#### 課題の指示 A:
下のエントリーのうち、「Batch job #47 — class: player's left」を含む行から始めて「161;265;194;338」を含む行で終わる範囲を、一字も変えずに繰り返しなさい。

◇ ◇ ◇ ◇

2009-12-07 09:16:42 | システム開発

 【アウトソーシング】野村総合研究所(NRI)、NTTコミュニケーションズ(NTT Com)、ワンビシアーカイブズおよびインフォデリバは、日本におけるBPO(ビジネス・プロセス・アウトソーシング)活用の普及・発展を目指す「BPO推進研究会」を設立した。BPOとは、企業などが自社の業務の一部を、外部の専門業者に企画・設計・運営まで一括して委託すること。戦略的業務への集中、 事務コストの削減・変動費化、業務品質・生産性の改善などといったメリットから、BPOは金融業・通信業を中心に世界的に普及しつつある。(野村総合研究所、NTTコミュニケーションズ、ワンビシアーカイブズ、インフォデリバ:09年12月2日発表)

 【コメント】以前、アウトソーシングというと、あまりいいイメージに捉えられなかった。つまり、自社で処理できる人材やスペースがないため、止むを得ずアウトソーシングに出すというふうに捉えられていたからである。ところが時代が進むに従い、このような考え方は徐々に影を潜めっていった。これは、防災ということが大きかったのではないかと思う。特に、地震対策は急務であり、自社ビルの地盤が軟弱なら、ホスト機をアウトソーシングせざるを得ない。また、都心の一等地の高価なスペースをメインフレームに占拠されるのは、企業経営上問題がある。

 そんなことで現在では、一流の大手企業であっても積極的にアウトソーシングに取り組んでいる。さらに、将来、クラウドコンピューティング時代ともなると、今以上にアウトソーシング化が進み、企業に置いてあるものといえば、シンクライアントの端末だけという時代が来るかもしれない。話は脱線するが、クラウドサービスが本格化すると、現在企業にある情報システム部門はどうなるか?現在、ベンダーは商売上「いくらクラウド時代となったも情報システム部門はなくならないし、ますます重要になる」と言っている。まあ、これはこれなりに、根拠のある話ではあるのであるが、私は楽観できないと思っている。それは、一般社員が自分達で端末機からシステムを構築するのが当たり前の時代が、近い将来、到来することが十分に考えられるからだ。そのとき、情報システム部門に残された仕事は、全社の標準化ぐらいしか残ってない。

◇ ◇ ◇ ◇

#### 課題の指示 B:
上のアウトソーシングに関する記事から、「2009-12-07 09:16:42 | システム開発」で始まり「のは、企業経営上問題がある。」で終わる部分を、そのまま複製しなさい。

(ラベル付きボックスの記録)
◇ ◇ ◇ ◇

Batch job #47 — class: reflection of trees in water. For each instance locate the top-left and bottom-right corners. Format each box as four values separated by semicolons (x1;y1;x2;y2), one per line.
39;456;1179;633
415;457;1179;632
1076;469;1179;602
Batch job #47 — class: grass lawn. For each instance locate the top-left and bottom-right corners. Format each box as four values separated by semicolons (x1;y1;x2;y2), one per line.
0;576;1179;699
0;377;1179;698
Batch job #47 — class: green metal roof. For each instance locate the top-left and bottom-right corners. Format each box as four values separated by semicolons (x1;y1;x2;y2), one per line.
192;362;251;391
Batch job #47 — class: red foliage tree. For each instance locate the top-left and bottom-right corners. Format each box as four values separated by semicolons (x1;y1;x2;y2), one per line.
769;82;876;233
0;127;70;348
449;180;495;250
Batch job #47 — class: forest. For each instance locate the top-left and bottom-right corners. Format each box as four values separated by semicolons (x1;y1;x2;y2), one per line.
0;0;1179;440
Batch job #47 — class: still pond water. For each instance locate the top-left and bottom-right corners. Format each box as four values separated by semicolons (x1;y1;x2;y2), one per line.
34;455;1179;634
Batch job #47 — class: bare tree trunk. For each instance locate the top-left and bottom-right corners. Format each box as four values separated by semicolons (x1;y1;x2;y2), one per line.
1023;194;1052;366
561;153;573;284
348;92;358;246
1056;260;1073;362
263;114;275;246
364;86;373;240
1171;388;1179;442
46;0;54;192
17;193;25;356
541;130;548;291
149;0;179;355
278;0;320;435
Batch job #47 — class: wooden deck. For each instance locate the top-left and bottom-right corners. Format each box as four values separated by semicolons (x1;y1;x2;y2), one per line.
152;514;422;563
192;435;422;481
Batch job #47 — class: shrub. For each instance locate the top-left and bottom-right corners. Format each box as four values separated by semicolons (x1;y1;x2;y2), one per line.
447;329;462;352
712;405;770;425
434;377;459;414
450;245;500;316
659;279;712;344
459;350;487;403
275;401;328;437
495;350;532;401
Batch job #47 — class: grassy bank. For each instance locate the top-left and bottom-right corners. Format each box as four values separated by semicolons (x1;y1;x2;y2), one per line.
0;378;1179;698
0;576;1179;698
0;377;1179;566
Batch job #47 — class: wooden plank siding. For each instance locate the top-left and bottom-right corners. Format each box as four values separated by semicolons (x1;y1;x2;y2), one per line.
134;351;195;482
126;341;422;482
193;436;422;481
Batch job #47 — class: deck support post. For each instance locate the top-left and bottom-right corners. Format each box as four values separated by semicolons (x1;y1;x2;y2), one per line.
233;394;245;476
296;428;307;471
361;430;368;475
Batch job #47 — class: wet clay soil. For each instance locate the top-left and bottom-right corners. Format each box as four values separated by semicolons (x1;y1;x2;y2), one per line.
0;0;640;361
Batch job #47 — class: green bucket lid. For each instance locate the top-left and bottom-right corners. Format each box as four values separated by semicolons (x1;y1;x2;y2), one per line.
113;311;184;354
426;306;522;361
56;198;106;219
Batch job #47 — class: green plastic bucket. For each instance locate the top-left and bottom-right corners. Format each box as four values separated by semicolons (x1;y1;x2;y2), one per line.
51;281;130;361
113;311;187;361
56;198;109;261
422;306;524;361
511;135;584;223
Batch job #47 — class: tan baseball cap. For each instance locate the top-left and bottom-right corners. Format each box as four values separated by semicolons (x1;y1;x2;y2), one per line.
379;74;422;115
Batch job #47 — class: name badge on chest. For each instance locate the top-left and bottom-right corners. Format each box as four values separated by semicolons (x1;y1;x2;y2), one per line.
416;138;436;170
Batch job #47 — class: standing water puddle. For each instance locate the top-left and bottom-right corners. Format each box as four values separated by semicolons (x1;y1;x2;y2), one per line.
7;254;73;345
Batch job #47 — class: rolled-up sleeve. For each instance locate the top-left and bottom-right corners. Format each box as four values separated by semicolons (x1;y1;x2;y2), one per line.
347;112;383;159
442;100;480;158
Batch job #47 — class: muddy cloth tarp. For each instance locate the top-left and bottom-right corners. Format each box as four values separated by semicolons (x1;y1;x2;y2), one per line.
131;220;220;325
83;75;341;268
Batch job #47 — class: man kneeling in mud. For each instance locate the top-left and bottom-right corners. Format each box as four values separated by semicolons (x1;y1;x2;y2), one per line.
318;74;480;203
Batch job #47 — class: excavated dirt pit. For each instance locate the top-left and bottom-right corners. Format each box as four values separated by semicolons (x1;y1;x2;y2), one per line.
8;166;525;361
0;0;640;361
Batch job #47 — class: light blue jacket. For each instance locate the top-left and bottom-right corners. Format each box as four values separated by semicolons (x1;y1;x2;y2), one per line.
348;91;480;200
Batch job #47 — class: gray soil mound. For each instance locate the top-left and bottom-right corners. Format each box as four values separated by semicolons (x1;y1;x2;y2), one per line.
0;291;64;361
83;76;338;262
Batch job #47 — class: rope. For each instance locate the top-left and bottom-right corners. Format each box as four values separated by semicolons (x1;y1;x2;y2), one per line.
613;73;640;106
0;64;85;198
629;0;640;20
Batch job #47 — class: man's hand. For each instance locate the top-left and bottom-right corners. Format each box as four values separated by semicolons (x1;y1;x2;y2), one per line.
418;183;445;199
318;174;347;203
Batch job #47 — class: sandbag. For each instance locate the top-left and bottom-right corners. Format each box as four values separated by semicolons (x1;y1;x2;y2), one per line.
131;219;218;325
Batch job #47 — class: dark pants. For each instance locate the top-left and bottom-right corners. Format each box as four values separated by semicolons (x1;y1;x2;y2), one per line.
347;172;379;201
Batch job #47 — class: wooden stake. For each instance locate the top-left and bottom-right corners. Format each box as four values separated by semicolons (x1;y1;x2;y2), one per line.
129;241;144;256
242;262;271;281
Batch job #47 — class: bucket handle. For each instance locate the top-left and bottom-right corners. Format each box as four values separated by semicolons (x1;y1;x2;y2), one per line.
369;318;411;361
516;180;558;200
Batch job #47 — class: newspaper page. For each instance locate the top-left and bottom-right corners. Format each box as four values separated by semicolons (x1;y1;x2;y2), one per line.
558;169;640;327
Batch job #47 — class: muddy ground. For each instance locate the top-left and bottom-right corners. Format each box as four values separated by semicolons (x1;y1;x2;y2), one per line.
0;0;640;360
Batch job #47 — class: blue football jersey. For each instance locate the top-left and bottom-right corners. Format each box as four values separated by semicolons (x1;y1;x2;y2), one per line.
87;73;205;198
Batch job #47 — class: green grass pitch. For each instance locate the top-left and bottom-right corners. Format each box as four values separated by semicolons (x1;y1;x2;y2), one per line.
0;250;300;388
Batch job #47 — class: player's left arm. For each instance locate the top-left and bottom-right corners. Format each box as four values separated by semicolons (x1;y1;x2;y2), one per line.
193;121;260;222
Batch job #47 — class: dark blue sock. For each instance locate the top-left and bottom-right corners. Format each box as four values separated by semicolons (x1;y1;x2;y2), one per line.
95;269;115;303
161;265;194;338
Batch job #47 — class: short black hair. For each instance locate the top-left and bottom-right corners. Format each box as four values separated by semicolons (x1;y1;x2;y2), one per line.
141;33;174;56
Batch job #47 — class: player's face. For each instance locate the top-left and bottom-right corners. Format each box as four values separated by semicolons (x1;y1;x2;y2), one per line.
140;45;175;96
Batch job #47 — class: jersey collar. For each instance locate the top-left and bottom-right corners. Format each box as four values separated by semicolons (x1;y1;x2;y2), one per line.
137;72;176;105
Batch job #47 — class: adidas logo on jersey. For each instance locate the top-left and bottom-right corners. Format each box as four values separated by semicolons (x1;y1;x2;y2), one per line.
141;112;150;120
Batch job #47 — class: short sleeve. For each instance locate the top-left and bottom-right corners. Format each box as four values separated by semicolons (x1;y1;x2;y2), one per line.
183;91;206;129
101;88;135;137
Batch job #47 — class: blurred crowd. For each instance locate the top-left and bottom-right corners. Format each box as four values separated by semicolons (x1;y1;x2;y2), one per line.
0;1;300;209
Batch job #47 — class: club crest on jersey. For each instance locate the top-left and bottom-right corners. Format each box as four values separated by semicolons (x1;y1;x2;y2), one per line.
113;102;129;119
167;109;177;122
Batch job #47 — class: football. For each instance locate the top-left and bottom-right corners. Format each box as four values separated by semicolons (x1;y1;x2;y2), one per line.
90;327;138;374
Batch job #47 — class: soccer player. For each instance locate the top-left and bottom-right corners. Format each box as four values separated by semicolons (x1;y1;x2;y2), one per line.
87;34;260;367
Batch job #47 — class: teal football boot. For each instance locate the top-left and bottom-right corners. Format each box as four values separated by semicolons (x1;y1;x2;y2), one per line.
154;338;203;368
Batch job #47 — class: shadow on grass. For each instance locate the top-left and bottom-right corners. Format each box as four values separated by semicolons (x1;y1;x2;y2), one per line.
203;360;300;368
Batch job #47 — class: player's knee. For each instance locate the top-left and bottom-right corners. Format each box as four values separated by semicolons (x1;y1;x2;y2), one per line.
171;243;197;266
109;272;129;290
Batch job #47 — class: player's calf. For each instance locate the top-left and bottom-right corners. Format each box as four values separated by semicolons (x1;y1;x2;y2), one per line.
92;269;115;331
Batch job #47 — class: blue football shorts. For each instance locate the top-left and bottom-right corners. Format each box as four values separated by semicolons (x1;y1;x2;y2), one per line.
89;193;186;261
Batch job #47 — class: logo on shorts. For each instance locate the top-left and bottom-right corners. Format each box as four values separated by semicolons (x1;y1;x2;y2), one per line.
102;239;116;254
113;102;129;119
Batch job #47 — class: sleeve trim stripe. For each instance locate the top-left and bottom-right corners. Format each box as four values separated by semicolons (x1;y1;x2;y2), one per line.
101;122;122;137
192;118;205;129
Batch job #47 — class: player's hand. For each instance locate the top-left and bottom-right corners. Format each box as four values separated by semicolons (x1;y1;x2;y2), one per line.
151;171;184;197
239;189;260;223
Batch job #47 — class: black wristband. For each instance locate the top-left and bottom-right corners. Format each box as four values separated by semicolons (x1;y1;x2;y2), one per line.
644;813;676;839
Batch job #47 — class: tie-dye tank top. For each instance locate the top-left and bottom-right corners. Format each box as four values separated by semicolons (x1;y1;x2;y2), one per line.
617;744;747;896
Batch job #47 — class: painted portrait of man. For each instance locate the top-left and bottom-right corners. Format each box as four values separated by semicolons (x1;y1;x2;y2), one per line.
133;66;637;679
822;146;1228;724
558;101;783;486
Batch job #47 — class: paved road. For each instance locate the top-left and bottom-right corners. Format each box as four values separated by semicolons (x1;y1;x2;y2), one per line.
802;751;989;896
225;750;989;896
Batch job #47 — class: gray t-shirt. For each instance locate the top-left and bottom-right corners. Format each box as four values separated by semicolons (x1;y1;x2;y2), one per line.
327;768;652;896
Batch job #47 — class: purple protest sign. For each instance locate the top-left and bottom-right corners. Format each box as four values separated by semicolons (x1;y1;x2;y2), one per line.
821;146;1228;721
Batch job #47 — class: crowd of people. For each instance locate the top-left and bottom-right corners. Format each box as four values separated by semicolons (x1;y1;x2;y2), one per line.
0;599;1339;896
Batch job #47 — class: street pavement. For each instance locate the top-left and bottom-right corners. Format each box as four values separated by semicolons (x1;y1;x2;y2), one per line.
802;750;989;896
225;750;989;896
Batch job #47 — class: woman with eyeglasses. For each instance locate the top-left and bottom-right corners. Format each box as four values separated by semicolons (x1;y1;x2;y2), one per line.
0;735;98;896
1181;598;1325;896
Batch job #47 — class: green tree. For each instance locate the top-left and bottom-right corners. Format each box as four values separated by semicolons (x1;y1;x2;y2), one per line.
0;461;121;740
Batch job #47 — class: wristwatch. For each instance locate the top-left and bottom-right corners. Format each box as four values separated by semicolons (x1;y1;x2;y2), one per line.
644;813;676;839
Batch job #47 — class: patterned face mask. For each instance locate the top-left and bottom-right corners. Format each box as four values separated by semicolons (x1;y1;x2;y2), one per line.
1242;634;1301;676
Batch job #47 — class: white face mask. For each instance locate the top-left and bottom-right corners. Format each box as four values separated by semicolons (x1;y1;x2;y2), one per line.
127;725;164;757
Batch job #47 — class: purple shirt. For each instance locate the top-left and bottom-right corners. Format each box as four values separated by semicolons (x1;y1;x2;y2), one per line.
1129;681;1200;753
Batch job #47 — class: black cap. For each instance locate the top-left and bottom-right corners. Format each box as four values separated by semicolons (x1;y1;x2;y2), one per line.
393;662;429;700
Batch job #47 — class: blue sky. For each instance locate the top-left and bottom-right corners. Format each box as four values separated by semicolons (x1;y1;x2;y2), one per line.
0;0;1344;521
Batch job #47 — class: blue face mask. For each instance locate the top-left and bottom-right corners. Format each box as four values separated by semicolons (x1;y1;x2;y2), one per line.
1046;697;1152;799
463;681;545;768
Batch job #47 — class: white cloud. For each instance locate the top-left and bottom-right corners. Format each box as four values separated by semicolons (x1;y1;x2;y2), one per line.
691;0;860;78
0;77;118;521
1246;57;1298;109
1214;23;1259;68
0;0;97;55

◇ ◇ ◇ ◇

#### 解答 A:
Batch job #47 — class: player's left arm. For each instance locate the top-left and bottom-right corners. Format each box as four values separated by semicolons (x1;y1;x2;y2), one per line.
193;121;260;222
Batch job #47 — class: dark blue sock. For each instance locate the top-left and bottom-right corners. Format each box as four values separated by semicolons (x1;y1;x2;y2), one per line.
95;269;115;303
161;265;194;338

#### 解答 B:
2009-12-07 09:16:42 | システム開発

 【アウトソーシング】野村総合研究所(NRI)、NTTコミュニケーションズ(NTT Com)、ワンビシアーカイブズおよびインフォデリバは、日本におけるBPO(ビジネス・プロセス・アウトソーシング)活用の普及・発展を目指す「BPO推進研究会」を設立した。BPOとは、企業などが自社の業務の一部を、外部の専門業者に企画・設計・運営まで一括して委託すること。戦略的業務への集中、 事務コストの削減・変動費化、業務品質・生産性の改善などといったメリットから、BPOは金融業・通信業を中心に世界的に普及しつつある。(野村総合研究所、NTTコミュニケーションズ、ワンビシアーカイブズ、インフォデリバ:09年12月2日発表)

 【コメント】以前、アウトソーシングというと、あまりいいイメージに捉えられなかった。つまり、自社で処理できる人材やスペースがないため、止むを得ずアウトソーシングに出すというふうに捉えられていたからである。ところが時代が進むに従い、このような考え方は徐々に影を潜めっていった。これは、防災ということが大きかったのではないかと思う。特に、地震対策は急務であり、自社ビルの地盤が軟弱なら、ホスト機をアウトソーシングせざるを得ない。また、都心の一等地の高価なスペースをメインフレームに占拠されるのは、企業経営上問題がある。